Tareas por escrito
(1) Según el relato de Emaús, ¿por qué algunas mujeres del grupo habían sobresaltado a los dos discípulos? Contéstalo en una a tres oraciones.
(2) Responde estas preguntas sobre el relato de Emaús:
(a) ¿Cómo se llamaba la aldea a la que iban caminando los dos discípulos?
(b) ¿Qué respondió Jesús cuando Cleofás le preguntó si era el único forastero que no sabía lo ocurrido?
(c) ¿Por quién empezó Jesús al explicarles lo que decían de él las Escrituras?
(3) Sigue el relato de Emaús desde el punto en que termina.

Lecturas:
Hechos 2, 14. 22-33 – Salmo 15 – 1ª Pedro 1, 17-21
Lucas 24, 13-35 :
Aquel mismo día (el primero de la semana), dos de los discípulos de Jesús iban caminando a una aldea llamada Emaús, distante de Jerusalén unos sesenta estadios;
iban conversando entre ellos de todo lo que había sucedido. Mientras conversaban y discutían, Jesús en persona se acercó y se puso a caminar con ellos. Pero sus ojos no eran capaces de reconocerlo.
Él les dijo:
«¿Qué conversación es esa que traéis mientras vais de camino?».
Ellos se detuvieron con aire entristecido, Y uno de ellos, que se llamaba Cleofás, le respondió:
«Eres tú el único forastero en Jerusalén que no sabes lo que ha pasado allí estos días?».
Él les dijo:
«¿Qué?».
Ellos le contestaron:
«Lo de Jesús el Nazareno, que fue un profeta poderoso en obras y palabras, ante Dios y ante todo el pueblo; cómo lo entregaron los sumos sacerdotes y nuestros jefes para que lo condenaran a muerte, y lo crucificaron. Nosotros esperábamos que él iba a liberar a Israel, pero, con todo esto, ya estamos en el tercer día desde que esto sucedió. Es verdad que algunas mujeres de nuestro grupo nos han sobresaltado, pues habiendo ido muy de mañana al sepulcro, y no habiendo encontrado su cuerpo, vinieron diciendo que incluso habían visto una aparición de ángeles, que dicen que está vivo. Algunos de los nuestros fueron también al sepulcro y lo encontraron como habían dicho las mujeres; pero a él no lo vieron».
Entonces él les dijo:
«¡Qué necios y torpes sois para creer lo que dijeron los profetas! ¿No era necesario que el Mesías padeciera esto y entrara así en su gloria?».
Y, comenzando por Moisés y siguiendo por todos los profetas, les explicó lo que se refería a él en todas las Escrituras.

Líneas proporcionadas

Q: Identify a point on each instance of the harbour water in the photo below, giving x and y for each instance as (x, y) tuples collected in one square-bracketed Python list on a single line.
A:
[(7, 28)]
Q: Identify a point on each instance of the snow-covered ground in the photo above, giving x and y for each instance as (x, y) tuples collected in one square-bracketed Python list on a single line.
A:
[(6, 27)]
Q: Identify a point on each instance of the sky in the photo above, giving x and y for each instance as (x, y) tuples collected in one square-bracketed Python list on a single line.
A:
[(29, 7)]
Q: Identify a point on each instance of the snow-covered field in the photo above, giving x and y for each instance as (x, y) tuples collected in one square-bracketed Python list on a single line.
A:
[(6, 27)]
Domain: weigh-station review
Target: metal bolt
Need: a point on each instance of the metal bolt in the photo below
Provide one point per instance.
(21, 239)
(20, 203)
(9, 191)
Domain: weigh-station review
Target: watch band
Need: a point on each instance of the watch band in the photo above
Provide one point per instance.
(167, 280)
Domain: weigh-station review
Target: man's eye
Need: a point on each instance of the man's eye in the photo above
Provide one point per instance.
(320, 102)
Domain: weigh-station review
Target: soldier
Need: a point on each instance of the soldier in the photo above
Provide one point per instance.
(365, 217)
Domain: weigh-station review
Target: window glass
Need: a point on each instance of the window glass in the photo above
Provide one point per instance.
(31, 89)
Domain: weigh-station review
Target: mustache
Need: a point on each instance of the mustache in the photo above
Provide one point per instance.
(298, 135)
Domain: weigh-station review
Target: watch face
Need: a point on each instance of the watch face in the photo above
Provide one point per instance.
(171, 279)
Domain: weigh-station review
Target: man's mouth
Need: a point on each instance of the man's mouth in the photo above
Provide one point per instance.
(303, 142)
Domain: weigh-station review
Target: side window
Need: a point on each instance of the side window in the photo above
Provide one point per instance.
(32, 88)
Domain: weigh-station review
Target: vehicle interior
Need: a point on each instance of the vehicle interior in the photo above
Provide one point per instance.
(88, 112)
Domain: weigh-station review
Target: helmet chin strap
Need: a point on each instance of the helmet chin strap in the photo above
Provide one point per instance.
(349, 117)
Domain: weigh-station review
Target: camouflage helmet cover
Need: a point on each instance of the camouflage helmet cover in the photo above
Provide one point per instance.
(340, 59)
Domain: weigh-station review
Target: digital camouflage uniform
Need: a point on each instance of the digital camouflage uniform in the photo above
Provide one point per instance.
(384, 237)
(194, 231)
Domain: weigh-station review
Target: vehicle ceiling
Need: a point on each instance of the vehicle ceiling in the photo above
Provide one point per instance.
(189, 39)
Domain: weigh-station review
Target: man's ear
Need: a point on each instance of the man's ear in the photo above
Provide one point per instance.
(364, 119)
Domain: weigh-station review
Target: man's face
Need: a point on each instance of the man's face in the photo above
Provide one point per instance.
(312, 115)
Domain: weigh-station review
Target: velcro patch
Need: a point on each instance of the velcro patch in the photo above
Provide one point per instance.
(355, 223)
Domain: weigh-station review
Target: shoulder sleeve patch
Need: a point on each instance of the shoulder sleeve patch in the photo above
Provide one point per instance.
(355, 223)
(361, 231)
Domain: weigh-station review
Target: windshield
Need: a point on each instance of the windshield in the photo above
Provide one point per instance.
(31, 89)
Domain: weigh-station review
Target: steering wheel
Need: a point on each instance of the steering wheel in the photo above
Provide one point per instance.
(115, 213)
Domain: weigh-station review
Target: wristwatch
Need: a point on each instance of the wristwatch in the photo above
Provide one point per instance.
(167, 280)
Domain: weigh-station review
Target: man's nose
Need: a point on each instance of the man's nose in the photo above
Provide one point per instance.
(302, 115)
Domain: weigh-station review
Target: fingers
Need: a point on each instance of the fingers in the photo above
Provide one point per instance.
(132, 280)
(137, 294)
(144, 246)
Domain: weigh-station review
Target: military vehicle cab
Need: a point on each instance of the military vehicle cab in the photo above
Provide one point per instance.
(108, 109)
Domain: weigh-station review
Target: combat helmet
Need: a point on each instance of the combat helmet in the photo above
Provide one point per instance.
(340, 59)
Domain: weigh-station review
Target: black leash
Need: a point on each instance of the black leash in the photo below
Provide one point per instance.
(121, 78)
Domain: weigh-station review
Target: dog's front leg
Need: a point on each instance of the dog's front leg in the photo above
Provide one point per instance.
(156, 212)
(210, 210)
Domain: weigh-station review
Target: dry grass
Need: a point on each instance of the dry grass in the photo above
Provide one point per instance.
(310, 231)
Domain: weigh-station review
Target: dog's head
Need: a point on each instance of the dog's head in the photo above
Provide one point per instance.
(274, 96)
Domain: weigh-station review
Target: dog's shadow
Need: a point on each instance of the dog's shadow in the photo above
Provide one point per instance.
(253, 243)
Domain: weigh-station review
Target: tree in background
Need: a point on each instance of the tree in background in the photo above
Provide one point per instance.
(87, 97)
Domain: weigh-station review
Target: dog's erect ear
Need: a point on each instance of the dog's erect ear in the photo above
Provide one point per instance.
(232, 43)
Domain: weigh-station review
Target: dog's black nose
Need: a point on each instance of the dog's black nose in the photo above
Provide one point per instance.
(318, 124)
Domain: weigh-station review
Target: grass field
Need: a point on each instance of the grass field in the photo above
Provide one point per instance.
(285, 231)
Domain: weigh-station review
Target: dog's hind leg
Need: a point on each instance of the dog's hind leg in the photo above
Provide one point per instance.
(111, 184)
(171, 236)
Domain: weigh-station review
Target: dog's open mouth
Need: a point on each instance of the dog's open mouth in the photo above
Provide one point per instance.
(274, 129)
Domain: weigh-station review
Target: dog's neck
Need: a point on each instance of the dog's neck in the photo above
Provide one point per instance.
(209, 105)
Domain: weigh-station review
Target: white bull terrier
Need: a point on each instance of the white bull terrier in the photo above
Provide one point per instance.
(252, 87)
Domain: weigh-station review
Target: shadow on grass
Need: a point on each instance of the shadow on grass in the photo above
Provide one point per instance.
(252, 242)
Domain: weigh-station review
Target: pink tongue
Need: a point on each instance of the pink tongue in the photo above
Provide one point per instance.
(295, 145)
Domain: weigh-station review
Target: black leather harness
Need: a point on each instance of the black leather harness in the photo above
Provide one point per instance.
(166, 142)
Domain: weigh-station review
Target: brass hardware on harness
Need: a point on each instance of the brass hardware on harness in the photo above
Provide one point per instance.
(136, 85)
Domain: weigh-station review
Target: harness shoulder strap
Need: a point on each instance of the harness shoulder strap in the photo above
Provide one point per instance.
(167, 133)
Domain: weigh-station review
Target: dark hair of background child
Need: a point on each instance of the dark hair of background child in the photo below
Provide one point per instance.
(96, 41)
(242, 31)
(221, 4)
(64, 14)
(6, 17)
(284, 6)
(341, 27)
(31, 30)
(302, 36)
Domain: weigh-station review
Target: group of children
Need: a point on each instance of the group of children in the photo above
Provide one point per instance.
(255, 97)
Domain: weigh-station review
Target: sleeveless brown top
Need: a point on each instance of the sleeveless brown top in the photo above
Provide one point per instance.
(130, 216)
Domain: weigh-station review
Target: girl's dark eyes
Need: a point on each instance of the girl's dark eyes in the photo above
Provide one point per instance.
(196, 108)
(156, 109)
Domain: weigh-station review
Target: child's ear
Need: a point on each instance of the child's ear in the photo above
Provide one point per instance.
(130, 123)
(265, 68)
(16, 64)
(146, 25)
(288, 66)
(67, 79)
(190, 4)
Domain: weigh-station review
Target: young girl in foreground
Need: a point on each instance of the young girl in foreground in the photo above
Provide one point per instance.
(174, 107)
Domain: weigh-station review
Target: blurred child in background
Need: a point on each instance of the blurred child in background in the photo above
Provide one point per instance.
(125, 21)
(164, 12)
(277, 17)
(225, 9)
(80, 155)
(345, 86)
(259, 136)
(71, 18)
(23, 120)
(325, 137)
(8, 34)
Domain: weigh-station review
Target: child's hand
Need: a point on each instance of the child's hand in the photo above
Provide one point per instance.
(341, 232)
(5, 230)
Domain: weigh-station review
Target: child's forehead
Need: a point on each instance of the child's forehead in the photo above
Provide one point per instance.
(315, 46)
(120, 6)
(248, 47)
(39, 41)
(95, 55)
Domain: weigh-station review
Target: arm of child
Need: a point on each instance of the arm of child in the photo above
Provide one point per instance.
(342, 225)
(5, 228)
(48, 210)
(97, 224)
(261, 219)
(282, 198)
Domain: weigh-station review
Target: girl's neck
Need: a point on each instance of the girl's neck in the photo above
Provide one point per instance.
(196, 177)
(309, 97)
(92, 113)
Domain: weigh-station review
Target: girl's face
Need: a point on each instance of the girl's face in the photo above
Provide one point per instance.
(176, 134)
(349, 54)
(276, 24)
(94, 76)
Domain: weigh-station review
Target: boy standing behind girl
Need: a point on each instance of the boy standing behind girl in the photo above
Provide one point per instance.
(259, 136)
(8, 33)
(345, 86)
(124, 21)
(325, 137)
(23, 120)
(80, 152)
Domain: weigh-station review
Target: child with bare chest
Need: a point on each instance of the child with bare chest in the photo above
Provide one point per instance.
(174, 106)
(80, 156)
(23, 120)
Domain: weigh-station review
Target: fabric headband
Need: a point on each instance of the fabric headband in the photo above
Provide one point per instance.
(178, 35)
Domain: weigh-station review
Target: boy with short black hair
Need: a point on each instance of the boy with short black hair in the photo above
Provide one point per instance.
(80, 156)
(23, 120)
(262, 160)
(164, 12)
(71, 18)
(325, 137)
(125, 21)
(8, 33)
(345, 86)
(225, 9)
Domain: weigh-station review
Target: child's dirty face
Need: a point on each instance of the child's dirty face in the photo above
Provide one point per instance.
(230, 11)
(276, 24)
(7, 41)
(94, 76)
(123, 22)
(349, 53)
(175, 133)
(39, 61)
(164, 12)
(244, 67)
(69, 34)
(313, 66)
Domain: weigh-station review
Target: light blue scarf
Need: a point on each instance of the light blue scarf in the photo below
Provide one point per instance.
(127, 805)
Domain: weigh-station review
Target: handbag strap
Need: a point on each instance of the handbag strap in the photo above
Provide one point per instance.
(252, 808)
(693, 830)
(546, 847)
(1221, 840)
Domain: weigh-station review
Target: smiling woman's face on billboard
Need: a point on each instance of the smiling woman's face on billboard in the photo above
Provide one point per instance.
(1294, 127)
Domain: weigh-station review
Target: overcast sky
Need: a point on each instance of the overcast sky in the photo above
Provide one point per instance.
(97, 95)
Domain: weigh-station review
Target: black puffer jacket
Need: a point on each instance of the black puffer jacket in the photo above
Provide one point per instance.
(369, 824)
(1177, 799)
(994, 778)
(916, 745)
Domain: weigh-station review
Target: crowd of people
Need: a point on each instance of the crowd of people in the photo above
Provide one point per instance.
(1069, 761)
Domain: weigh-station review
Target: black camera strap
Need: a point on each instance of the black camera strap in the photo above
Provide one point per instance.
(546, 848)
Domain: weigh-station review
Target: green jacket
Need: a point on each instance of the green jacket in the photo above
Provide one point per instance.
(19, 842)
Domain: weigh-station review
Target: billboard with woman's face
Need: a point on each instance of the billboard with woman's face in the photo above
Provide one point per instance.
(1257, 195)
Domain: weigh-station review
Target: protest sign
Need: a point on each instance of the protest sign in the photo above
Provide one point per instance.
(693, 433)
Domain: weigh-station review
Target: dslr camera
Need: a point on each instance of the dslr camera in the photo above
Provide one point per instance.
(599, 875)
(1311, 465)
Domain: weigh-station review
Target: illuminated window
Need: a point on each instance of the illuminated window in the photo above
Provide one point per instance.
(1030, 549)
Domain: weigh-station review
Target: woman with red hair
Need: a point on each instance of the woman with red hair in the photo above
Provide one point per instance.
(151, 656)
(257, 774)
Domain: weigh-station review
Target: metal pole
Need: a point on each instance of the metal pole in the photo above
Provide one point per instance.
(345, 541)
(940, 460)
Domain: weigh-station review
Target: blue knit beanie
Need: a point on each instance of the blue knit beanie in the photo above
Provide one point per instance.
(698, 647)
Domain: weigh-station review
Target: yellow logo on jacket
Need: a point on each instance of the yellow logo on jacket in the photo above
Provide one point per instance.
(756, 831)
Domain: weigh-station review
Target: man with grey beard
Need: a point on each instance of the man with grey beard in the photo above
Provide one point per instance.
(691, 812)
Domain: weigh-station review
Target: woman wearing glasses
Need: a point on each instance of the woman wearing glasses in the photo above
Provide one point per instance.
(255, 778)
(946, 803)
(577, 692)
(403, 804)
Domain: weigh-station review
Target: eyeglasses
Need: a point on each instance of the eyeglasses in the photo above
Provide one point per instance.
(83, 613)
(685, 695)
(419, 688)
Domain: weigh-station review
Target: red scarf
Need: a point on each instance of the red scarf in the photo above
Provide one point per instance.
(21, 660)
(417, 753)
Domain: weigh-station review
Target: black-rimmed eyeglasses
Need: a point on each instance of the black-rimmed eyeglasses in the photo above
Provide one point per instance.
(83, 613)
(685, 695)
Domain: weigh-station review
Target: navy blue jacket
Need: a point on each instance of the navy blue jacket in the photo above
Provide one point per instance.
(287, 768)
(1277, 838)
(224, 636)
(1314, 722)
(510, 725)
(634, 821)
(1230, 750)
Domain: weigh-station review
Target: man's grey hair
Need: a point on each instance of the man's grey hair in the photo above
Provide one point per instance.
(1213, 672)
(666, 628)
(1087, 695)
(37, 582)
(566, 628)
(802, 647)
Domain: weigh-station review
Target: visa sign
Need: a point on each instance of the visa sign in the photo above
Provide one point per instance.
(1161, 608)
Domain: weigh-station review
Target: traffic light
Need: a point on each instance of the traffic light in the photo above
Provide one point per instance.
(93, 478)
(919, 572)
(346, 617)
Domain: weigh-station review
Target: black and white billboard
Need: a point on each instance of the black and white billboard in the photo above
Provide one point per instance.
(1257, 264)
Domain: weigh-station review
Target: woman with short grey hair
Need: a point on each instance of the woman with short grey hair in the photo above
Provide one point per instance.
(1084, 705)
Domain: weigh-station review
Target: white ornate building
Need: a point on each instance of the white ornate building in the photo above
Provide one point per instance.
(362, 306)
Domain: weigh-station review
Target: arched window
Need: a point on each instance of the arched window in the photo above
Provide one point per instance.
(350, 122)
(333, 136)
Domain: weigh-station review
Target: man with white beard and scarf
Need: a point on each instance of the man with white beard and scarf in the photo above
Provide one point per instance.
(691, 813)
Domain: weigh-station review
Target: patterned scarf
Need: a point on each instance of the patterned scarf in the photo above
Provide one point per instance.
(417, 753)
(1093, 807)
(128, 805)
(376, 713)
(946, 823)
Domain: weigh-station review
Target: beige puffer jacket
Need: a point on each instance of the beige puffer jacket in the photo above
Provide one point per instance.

Tareas resueltas
(1) Las mujeres habían ido muy de mañana al sepulcro y no encontraron el cuerpo de Jesús. Volvieron diciendo que habían visto una aparición de ángeles, y que estos decían que él está vivo.

(2)
(a) Se llamaba Emaús.
(b) Les dijo: «¿Qué?».
(c) Empezó por Moisés y siguió por todos los profetas.

(3)
Llegaron cerca de la aldea adonde iban y él simuló que iba a seguir caminando; pero ellos lo apremiaron, diciendo:
«Quédate con nosotros, porque atardece y el día va de caída».
Y entró para quedarse con ellos. Sentado a la mesa con ellos, tomó el pan, pronunció la bendición, lo partió y se lo iba dando. A ellos se les abrieron los ojos y lo reconocieron.
Pero él desapareció de su vista.
Y se dijeron el uno al otro:
«¿No ardía nuestro corazón mientras nos hablaba por el camino y nos explicaba las Escrituras?».
Y, levantándose en aquel momento, se volvieron a Jerusalén, donde encontraron reunidos a los Once con sus compañeros, que estaban diciendo:
«Era verdad, ha resucitado el Señor y se ha aparecido a Simón».
Y ellos contaron lo que les había pasado por el camino y cómo lo habían reconocido al partir el pan.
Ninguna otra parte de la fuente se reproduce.